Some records
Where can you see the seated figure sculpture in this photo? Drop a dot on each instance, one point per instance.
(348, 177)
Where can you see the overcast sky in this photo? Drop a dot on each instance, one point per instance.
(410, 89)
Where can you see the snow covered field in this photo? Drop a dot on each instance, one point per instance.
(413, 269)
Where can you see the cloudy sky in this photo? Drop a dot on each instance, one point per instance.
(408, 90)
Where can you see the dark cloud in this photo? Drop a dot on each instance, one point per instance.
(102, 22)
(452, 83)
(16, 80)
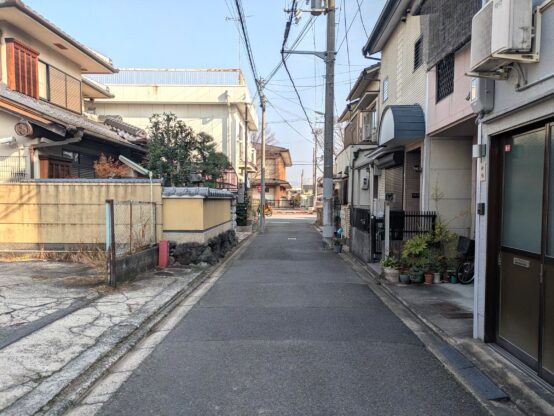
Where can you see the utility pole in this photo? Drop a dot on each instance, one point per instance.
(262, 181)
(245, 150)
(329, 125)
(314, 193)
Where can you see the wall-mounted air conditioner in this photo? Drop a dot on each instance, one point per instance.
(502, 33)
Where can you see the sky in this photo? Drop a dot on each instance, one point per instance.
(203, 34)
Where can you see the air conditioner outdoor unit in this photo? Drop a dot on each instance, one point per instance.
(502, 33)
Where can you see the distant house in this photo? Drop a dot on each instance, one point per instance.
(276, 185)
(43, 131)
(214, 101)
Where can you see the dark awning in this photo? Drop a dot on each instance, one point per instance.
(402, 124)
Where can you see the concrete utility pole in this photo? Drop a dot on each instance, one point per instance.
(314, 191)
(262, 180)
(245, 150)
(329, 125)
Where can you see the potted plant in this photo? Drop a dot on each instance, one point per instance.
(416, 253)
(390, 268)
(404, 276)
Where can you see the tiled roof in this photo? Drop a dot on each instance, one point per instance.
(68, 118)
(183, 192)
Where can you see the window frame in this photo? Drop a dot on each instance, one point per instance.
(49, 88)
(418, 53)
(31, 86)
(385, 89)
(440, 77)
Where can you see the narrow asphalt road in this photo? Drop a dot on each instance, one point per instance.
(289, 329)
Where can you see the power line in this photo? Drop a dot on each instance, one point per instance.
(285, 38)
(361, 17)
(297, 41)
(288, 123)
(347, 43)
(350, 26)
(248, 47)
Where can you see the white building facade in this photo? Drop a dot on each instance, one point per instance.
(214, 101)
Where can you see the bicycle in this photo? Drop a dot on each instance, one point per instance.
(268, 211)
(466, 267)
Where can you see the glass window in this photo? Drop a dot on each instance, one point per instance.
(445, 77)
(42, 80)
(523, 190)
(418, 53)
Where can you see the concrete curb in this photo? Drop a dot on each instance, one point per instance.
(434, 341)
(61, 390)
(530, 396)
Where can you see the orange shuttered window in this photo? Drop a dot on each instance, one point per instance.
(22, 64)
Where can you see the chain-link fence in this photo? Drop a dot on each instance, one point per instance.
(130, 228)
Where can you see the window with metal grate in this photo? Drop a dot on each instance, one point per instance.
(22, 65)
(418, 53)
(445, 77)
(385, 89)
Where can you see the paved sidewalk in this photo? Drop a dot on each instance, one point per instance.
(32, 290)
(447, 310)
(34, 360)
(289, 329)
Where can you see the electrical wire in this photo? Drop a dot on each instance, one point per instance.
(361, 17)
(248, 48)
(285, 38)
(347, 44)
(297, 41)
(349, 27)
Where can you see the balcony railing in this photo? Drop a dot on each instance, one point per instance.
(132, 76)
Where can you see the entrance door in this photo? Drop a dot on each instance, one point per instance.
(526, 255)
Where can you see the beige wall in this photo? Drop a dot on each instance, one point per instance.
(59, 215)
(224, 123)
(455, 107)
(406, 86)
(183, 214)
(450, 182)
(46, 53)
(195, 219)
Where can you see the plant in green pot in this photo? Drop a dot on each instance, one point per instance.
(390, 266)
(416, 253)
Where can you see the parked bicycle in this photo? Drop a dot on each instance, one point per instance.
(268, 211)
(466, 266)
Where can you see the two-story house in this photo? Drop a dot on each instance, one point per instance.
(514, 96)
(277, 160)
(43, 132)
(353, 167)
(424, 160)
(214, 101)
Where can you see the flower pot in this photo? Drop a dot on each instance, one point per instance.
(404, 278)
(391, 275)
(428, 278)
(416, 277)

Instruction: Pull out every line from the one with "Where can you see the beige" to the end of the listing, and output only those.

Expected output:
Where can you see the beige wall in this photo? Drop a dot on each instance, one point per instance.
(59, 215)
(224, 123)
(455, 107)
(406, 86)
(183, 214)
(450, 182)
(46, 53)
(195, 219)
Where can you see the plant in green pot in this photo? Drop a dot on each instance, one point per instance.
(390, 266)
(416, 253)
Where can you see the parked bicycle in this photo? Drop a dot on each instance, one point per instance.
(268, 211)
(466, 266)
Where can you see the two-story house in this photo? Drop a dot on each instance, one point per instance.
(514, 96)
(277, 160)
(43, 132)
(353, 167)
(424, 160)
(214, 101)
Where can you see the flower pot in this photo? Drop a dot on each instance, one point per instance.
(404, 278)
(391, 275)
(428, 278)
(416, 277)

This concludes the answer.